>> BEGIN

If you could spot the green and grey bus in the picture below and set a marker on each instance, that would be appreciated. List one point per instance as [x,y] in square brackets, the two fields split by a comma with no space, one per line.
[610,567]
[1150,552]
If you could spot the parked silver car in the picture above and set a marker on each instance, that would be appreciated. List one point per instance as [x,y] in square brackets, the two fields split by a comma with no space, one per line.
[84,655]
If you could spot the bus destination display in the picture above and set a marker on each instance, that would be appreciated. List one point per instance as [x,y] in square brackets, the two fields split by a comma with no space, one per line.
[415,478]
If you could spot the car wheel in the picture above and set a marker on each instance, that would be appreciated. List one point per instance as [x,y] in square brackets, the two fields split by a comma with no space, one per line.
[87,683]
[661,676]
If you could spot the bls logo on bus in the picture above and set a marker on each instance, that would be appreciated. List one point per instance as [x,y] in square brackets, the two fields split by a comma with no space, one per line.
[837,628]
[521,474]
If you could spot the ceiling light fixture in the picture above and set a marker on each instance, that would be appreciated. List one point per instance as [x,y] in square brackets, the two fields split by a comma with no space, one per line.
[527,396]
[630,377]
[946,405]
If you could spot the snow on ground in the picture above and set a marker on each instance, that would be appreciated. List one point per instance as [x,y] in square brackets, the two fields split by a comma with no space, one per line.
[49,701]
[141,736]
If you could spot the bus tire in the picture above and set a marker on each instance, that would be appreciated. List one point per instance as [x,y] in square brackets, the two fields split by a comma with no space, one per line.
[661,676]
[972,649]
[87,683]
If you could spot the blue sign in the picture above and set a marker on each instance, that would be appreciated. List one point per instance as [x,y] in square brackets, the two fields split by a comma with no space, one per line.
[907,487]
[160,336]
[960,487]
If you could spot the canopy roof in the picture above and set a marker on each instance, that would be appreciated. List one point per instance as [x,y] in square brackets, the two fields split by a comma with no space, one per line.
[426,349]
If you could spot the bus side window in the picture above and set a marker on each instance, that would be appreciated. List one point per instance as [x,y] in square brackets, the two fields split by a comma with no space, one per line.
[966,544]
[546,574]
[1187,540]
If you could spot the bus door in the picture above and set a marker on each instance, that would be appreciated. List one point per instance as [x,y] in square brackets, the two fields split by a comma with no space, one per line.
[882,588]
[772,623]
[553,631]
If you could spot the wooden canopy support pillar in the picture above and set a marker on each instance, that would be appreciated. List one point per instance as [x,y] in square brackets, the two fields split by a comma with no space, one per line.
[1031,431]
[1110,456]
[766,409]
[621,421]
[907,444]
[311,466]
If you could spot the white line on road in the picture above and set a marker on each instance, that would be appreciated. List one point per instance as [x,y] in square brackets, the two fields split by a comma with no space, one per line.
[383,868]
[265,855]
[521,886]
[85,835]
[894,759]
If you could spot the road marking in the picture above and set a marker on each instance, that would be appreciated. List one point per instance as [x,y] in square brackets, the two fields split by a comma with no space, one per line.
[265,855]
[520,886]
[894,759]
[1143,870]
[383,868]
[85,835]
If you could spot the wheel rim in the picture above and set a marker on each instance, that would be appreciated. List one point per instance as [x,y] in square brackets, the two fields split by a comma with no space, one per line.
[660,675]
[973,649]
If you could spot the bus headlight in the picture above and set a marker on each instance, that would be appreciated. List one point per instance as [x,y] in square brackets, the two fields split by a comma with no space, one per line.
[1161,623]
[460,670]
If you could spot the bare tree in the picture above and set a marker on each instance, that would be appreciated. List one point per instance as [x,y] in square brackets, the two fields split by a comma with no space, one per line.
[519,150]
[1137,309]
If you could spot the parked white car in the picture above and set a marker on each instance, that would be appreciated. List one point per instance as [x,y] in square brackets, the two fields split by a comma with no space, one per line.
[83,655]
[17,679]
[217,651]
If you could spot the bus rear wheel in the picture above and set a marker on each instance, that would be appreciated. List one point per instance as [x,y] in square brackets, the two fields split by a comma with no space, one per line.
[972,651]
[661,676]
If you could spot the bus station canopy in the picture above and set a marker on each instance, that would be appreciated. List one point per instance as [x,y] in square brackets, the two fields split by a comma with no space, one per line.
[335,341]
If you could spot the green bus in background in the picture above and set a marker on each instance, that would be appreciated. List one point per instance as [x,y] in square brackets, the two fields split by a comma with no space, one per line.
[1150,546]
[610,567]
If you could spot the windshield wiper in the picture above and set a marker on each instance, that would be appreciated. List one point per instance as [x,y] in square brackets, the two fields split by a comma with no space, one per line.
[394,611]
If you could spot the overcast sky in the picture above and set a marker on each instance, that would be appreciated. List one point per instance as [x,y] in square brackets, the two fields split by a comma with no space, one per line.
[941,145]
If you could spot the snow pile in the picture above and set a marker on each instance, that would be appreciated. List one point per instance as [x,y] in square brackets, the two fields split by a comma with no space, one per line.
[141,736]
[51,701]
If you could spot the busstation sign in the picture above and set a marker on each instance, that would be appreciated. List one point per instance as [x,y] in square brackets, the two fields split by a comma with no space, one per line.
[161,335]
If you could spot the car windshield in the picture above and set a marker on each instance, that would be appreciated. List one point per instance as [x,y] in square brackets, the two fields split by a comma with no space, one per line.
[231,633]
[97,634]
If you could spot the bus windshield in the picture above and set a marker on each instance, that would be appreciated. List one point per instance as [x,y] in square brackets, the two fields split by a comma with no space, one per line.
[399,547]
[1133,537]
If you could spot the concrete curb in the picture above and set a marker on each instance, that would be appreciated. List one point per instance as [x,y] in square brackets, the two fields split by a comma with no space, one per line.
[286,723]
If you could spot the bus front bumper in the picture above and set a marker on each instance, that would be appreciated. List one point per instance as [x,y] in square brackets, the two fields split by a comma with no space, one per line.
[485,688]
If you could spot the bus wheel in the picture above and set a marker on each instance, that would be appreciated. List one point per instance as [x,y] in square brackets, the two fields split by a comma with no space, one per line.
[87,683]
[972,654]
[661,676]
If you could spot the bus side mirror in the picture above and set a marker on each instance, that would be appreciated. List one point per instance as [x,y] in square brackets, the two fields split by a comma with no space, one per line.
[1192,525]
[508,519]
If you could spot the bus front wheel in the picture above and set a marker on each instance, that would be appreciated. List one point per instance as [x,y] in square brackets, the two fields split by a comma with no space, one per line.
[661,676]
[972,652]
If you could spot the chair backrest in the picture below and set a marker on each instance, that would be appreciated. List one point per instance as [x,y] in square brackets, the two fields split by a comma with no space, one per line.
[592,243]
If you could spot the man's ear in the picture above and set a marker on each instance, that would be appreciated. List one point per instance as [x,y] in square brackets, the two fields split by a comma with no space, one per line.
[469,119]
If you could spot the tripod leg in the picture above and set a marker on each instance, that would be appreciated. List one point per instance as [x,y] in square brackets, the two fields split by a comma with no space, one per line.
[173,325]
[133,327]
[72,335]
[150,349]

>> END

Output the whole listing above again, word for word.

Written response:
If you could spot the green and grey bus in the picture below and set a marker on each instance, that would be appreciated. List one point per instance as [x,y] in square brackets, the two fields split by a comma with no space, one per line.
[610,567]
[1150,552]
If you could spot the parked silver car in the picture above and set a marker on each instance, that would be appreciated. List one point per instance as [x,y] in square brackets, the two fields split by a comma with no space, one per line.
[84,655]
If you could spot the bus destination display in the picture above and set a marker on each instance, that would be appreciated. List one point per instance as [x,y] in square brackets, the two fields split by a comma with no space, one per line.
[415,478]
If you could spot the car wheel in the picture above and set a marker on each instance, that would be appreciated. List one point per instance as [x,y] in square brackets, the two fields split by a comma with no space, one per line.
[87,683]
[661,676]
If you could spot the bls logo on bus in the picture above and set a marker on each instance, that would be appreciated. List one point per instance as [x,y] in square brackets, the two fields split by a comma with no space, one per line.
[837,628]
[521,474]
If you could spot the ceiling light fixture in the picture above and set a marker on each instance, that would be appreciated. List one point per instance as [x,y] in square brackets, the two fields split by a comma with no space, one per line.
[527,396]
[630,377]
[946,405]
If you could spot the snow on ground in the picture above and set a marker on each instance, that would be appreciated. List one point per instance as [x,y] in square brackets, the two fields split by a comma with no space, one per line.
[49,701]
[141,736]
If you could spot the bus tire in the picture above and set a marker on each instance, that would be appreciated. List one point per instance as [x,y] in square brackets, the two fields split by a comma with no space, one per line.
[661,676]
[972,649]
[87,683]
If you could spot the blue sign in the picture above and set a marker on each instance, that would be appreciated. List one point per instance as [x,y] in square brackets, the two fields split by a comma with no space, one per line.
[907,487]
[160,336]
[960,487]
If you could spot the canopy roof in the picture above and set a marker on each instance, that would be appreciated. List one point per instance as [x,y] in square brackets, the two fields split by a comma with no space, one per line.
[426,349]
If you could spot the bus side window in the picture above and set a marker on each instance, that would be appreciated. List one point per instance as [x,y] in square brackets, the two fields split by a comma with no space, one per line.
[966,544]
[546,574]
[1187,540]
If you could spot the bus door in the picture above and set a marker on each instance, that would be appreciated. List one point per instance as [x,y] in square brackets, the two fields split by a comma with no space, one per line.
[882,588]
[772,623]
[553,631]
If you could spot the wooden canopy support pillar in the picture above and set a marker on each instance, that would be appreciated. List one point per instance as [x,y] in square brackets, the two fields split by a comma with no space, one per line.
[1031,431]
[1110,456]
[766,409]
[621,421]
[907,444]
[311,466]
If you could spot the white line on road in the picture above and set a marker on each instance, that would be appreciated. List one point per instance as [x,y] in square brackets, the two fields split by a comma with no space, one per line.
[383,868]
[265,855]
[521,886]
[85,835]
[894,759]
If you could spot the road marking in the picture above and set a marker on each instance, that would be appreciated. List one point per instance as [x,y] in square brackets, the two fields split by a comma with no space, one per line.
[265,855]
[520,886]
[894,759]
[1143,870]
[383,868]
[85,835]
If you could spot the wheel rim in the picture above and set a marker on each instance, that would be appreciated. List one point per instance as [x,y] in square brackets, the two fields split by a comma with no space, one per line.
[660,675]
[973,649]
If you could spot the bus headlight in the picture above and set a marker on each instance, that would be appreciated. List one point per instance as [x,y] in square brackets, the two fields split by a comma with no space, one per line.
[1161,623]
[460,670]
If you could spot the bare tree in the picture above and set a marker on each instance, that would be appreciated. List one point per instance as [x,y] in square brackets, the two fields split by a comma with no space, one per line.
[519,150]
[1137,309]
If you could spot the parked white car in the picture above and set a marker on each instance, that would be appreciated. List one point per instance as [x,y] in square brackets, the two fields split by a comma with no space, one per line.
[83,655]
[17,679]
[217,651]
If you could spot the bus rear wheel in the picture above and set a marker on each instance, that would be appreciated. List one point per instance as [x,y] in square brackets, the two fields split by a comma with no space, one per line.
[972,651]
[661,676]
If you could spot the bus station canopy in the picture above and set a marker on each instance, that would be appreciated. List one point per instance as [x,y] in square brackets, the two fields split by a comma with no space, one per line.
[335,341]
If you could spot the green bus in background in the picture above and set a marker on each instance, that would be appreciated. List one point per instance as [x,y] in square brackets, the two fields split by a comma with no space, one per line.
[1150,546]
[610,567]
If you could spot the windshield wiper in the picture above and set a marker on each instance, that would be appreciated. List one point per instance as [x,y] in square brackets, the two fields split by a comma with no space, one per line.
[394,611]
If you could spot the overcast sky in the picture above and set a marker on each instance, that would be appreciated. List one point per instance as [x,y] in square brackets, the two fields split by a comma with no space, one per line.
[941,145]
If you could spot the snow pile in the picture above and set a marker on each instance, that would be appreciated. List one point per instance as [x,y] in square brackets, the two fields split by a comma with no space, one per line.
[141,736]
[51,701]
If you could spot the busstation sign in the picture above and set a marker on each instance, that would be appreciated. List one point per instance as [x,y] in square brackets, the two fields split by a comma with no space, one per line.
[161,335]
If you could spot the car windshield in the picture above and set a marker on each instance, that would be appreciated. List one point per instance as [x,y] in square brackets, the two fields split by a comma with no space, one per line.
[231,633]
[97,634]
If you could spot the bus windshield in the picture above and set a marker on each instance, that would be appreciated. List one point per instance as [x,y] in square brackets, the two fields split by a comma with no space, one per line.
[399,547]
[1133,537]
If you could spot the concrete curb in the picture above and set a marker on each instance, that would be appreciated. List one point per instance as [x,y] in square brackets, the two fields split by a comma with no space, one per line.
[286,723]
If you could spot the bus front bumper in the picture above and set a marker on each instance, that would be appreciated. List one point per instance as [x,y] in square brackets, the two fields split by a comma with no space, one per line.
[485,688]
If you could spot the bus wheel in the picture above and set a marker on each instance, that would be appreciated. List one point per instance as [x,y] in square brackets, the two fields split by a comma with no space, one per line.
[87,683]
[972,654]
[661,676]
If you could spot the bus side mirror in the picture above and set a marker on each instance, that would be appreciated. List one point per instance as [x,y] in square brackets, the two fields split by a comma with no space, one per line.
[1192,525]
[508,519]
If you could spot the bus front wheel in the picture above and set a marker on each instance, that would be appreciated. List one point per instance as [x,y] in square brackets, the two fields split by a comma with no space, one per line.
[661,676]
[972,652]
If you could spot the chair backrest in the picture below and set a marker on each instance, that would be appreciated. List one point per instance as [x,y] in square brackets, the two fields split by a comma with no space, one per line.
[592,243]
If you could spot the man's ear in the picture above and set a marker on each instance, that would be appreciated. List one point per instance as [x,y] in square brackets, the two fields split by a comma with no space, one per line.
[469,119]
If you could spot the tripod leg in the picture above and set a marker on each instance, that would be appreciated. List one point per instance as [x,y] in square brackets, the two fields split by a comma with no space, one per line.
[173,325]
[133,327]
[72,335]
[150,349]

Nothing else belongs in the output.